_About this task_:
Can you extract the full statement on the Greens' dental care policy, word for word?

··· Selected extract ···

Greens reveal welcome plan to put more money where our mouth is
Cost barriers to dental care are dooming many Australians to avoidable pain and poor health and the Australian Greens' policy to do more to remedy this plight is a welcome step, the Consumers Health Forum said today.
“Dental care should be part of Medicare just as the mouth is an inseparable part of the body,” the CEO of the Consumers Health Forum, Leanne Wells, said.
“We support the principle of the Greens’ policy direction to move in a staged way to ensure low income Australians can get the dental care when they most need it. Most of us have experienced the misery of toothache but millions of Australians are unable to afford the necessary treatment, at great physical cost to themselves and increased costs to the public hospital system that flow from delays in treatment.
“More than 60,000 Australians are hospitalised each year because of oral conditions, which is an unnecessary health burden for consumers and an unnecessary cost to the health system.
“Australian Bureau of Statistics figures show that people were more likely to delay seeing a dental professional in the last 12 months due to cost than any other health professional. Nearly one in five people who needed to see a dental professional delayed seeing or did not see one due to cost.
“In a 21st century health care system people should not be in a position where they are putting their dental health care needs last.

··· Dataset extract ···

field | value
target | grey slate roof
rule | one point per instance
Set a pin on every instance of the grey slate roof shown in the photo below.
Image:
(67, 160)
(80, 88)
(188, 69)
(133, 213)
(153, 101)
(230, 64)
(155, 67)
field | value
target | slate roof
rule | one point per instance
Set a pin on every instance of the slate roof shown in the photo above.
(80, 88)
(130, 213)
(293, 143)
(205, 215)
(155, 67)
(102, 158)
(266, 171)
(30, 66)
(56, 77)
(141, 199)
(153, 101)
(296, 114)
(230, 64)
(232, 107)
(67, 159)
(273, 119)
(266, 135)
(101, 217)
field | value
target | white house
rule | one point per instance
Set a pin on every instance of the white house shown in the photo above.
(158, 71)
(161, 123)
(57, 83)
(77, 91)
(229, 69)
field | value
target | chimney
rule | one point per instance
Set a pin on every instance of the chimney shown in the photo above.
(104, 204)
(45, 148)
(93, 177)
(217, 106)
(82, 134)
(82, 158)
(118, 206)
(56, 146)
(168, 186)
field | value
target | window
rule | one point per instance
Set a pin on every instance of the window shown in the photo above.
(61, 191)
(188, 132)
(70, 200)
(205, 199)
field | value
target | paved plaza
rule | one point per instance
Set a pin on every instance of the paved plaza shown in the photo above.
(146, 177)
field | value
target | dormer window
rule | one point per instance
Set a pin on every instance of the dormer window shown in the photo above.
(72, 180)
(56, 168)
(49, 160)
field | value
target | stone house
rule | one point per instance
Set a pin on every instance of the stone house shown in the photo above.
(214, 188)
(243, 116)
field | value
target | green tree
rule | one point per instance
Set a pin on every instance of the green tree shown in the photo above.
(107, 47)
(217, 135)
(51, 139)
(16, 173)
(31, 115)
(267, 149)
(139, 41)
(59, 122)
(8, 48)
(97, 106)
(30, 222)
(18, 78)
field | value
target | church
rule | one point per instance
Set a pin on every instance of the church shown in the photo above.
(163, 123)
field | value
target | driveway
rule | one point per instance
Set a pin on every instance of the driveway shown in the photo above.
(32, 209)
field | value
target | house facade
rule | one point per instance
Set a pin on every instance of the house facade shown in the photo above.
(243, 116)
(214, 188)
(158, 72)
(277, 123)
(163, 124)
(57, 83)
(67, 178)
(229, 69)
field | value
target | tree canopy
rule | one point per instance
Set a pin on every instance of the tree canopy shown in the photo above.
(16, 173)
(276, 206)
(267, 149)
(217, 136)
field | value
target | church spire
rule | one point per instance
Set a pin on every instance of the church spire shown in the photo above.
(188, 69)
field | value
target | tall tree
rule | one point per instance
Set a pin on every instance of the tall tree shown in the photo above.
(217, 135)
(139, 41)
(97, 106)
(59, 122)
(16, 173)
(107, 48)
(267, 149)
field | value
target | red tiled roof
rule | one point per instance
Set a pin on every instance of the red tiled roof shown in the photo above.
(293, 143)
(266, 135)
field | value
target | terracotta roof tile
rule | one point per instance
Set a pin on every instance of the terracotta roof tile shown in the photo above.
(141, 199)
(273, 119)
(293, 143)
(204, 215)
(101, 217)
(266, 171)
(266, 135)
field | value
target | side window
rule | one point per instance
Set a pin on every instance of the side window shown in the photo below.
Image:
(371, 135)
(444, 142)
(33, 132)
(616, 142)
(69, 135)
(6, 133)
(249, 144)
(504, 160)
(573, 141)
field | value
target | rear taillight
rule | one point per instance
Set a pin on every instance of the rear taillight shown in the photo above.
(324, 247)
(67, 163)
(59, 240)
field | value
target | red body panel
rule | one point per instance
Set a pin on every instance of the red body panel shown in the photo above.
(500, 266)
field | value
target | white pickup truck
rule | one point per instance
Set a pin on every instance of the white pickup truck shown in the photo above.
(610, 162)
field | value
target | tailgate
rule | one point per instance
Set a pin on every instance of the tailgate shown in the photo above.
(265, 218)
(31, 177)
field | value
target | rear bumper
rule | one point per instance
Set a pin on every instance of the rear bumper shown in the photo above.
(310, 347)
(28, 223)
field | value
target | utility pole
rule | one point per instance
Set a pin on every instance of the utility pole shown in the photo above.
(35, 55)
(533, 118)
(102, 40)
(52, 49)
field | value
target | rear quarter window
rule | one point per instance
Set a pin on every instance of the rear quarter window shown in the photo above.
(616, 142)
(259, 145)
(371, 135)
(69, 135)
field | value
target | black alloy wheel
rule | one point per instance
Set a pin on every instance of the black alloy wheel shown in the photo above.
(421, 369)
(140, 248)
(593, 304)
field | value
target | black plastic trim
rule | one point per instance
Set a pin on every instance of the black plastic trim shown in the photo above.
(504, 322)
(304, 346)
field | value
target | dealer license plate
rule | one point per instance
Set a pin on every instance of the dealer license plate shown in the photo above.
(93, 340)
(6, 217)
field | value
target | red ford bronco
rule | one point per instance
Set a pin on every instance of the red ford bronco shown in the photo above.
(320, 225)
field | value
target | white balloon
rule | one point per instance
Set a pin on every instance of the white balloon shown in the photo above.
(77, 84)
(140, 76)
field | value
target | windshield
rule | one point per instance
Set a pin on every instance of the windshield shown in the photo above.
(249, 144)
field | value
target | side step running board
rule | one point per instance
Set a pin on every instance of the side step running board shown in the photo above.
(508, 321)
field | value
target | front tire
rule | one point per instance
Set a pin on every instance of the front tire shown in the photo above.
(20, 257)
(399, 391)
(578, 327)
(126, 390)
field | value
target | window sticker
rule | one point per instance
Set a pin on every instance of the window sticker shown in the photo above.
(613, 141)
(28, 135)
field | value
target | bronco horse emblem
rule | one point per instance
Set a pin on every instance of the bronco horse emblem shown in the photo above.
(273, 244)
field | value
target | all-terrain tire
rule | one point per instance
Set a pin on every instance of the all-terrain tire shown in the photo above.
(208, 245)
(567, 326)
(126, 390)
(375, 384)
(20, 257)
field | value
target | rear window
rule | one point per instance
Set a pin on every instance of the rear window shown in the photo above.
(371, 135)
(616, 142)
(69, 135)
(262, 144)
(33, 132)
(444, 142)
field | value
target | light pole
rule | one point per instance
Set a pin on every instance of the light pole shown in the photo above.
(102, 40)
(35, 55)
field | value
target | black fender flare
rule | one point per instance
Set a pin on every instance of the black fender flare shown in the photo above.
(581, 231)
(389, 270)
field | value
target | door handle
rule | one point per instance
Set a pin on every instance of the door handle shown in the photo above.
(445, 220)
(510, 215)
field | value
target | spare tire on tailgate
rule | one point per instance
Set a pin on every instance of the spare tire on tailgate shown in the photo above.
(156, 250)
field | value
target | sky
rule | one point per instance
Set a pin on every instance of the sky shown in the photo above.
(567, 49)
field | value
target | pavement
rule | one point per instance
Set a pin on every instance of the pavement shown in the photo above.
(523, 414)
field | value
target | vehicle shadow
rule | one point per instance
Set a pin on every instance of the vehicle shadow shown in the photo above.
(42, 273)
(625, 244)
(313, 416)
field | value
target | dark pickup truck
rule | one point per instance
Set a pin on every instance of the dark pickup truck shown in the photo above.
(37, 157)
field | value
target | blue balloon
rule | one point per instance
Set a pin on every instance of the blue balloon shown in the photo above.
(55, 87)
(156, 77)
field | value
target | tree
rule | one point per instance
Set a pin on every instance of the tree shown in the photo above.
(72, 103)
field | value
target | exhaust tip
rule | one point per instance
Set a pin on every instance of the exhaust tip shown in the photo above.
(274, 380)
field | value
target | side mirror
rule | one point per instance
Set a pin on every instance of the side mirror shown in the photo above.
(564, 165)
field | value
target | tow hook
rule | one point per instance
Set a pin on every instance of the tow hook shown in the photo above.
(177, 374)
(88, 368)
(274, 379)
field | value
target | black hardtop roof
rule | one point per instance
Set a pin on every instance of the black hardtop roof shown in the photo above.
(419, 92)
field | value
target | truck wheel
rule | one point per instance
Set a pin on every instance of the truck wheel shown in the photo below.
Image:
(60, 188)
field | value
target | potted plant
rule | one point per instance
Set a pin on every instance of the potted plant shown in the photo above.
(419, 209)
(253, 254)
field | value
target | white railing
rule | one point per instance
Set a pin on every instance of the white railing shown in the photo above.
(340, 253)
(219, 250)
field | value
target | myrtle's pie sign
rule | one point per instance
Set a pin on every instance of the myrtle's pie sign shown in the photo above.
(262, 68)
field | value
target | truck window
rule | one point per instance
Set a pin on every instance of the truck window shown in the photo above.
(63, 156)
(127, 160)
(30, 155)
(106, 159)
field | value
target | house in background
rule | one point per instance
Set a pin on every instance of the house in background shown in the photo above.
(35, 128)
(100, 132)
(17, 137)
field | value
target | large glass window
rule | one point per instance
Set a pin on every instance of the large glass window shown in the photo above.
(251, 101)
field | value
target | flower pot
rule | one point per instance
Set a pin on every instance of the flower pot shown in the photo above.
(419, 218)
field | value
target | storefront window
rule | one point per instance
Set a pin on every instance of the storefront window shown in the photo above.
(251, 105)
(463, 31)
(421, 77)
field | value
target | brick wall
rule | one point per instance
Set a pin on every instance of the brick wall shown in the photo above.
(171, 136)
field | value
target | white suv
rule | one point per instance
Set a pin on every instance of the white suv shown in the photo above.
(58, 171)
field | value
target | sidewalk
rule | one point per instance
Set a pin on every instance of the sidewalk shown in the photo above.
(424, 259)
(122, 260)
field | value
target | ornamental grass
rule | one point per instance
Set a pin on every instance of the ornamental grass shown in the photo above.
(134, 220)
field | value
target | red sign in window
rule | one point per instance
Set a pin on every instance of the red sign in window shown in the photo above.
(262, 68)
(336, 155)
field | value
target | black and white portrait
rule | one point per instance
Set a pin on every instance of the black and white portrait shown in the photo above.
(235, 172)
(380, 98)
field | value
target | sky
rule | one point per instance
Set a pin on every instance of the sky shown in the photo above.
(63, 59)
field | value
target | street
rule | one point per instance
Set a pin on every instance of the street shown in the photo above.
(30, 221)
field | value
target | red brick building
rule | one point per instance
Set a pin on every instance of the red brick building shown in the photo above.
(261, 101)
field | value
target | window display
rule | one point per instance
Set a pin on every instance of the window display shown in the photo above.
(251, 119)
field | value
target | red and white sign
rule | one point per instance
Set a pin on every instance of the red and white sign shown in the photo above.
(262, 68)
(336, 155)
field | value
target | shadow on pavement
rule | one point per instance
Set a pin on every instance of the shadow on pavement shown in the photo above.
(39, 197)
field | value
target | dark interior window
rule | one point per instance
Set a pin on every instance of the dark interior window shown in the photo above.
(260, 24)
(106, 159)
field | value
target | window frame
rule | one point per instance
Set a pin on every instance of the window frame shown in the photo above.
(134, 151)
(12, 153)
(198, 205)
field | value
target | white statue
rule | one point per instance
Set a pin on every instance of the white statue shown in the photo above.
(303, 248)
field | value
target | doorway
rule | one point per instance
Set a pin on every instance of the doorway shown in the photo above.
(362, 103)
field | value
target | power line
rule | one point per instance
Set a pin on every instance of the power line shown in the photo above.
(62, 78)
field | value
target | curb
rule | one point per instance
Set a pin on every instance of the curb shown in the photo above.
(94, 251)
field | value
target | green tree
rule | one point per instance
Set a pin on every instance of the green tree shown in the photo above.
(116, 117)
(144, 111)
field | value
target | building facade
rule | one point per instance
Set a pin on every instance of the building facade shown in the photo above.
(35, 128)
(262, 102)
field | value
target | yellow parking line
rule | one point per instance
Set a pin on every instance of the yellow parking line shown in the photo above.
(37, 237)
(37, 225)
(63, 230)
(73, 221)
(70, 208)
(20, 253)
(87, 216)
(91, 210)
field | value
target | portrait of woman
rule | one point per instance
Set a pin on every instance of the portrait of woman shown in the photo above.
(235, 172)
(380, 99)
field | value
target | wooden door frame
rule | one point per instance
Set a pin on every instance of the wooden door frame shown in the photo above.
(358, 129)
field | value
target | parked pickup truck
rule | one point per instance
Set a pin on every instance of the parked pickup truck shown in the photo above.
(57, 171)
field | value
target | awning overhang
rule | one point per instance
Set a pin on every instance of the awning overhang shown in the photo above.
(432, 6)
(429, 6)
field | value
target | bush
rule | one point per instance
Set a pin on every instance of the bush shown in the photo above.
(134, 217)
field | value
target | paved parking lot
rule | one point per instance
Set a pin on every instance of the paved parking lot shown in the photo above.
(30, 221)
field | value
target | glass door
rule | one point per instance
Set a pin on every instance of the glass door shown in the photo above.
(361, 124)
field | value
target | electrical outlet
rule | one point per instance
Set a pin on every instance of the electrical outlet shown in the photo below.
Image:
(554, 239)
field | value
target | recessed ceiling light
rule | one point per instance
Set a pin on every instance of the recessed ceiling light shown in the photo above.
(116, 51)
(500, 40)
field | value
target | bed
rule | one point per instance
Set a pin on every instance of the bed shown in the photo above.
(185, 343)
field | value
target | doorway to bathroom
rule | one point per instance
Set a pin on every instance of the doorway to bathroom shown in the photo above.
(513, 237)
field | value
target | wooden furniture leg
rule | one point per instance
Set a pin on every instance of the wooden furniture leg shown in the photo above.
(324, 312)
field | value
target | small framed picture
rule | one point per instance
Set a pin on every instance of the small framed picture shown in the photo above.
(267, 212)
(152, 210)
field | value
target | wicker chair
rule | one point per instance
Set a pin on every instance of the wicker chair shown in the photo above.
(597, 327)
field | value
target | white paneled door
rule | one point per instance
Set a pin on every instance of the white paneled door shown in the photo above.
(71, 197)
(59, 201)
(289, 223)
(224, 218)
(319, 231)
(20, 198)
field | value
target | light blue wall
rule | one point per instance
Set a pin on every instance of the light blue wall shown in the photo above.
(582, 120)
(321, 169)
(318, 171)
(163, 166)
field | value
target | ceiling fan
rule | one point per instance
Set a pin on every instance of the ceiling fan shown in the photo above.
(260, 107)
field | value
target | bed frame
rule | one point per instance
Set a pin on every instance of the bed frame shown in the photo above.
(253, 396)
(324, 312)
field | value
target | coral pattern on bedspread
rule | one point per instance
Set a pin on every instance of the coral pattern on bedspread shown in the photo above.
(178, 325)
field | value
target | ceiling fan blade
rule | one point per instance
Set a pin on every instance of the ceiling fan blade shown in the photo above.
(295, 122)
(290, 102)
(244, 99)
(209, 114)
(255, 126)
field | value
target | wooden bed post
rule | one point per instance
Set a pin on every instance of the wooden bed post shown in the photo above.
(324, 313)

···

_Answer section_:
Greens reveal welcome plan to put more money where our mouth is
Cost barriers to dental care are dooming many Australians to avoidable pain and poor health and the Australian Greens' policy to do more to remedy this plight is a welcome step, the Consumers Health Forum said today.
“Dental care should be part of Medicare just as the mouth is an inseparable part of the body,” the CEO of the Consumers Health Forum, Leanne Wells, said.
“We support the principle of the Greens’ policy direction to move in a staged way to ensure low income Australians can get the dental care when they most need it. Most of us have experienced the misery of toothache but millions of Australians are unable to afford the necessary treatment, at great physical cost to themselves and increased costs to the public hospital system that flow from delays in treatment.
“More than 60,000 Australians are hospitalised each year because of oral conditions, which is an unnecessary health burden for consumers and an unnecessary cost to the health system.
“Australian Bureau of Statistics figures show that people were more likely to delay seeing a dental professional in the last 12 months due to cost than any other health professional. Nearly one in five people who needed to see a dental professional delayed seeing or did not see one due to cost.
“In a 21st century health care system people should not be in a position where they are putting their dental health care needs last.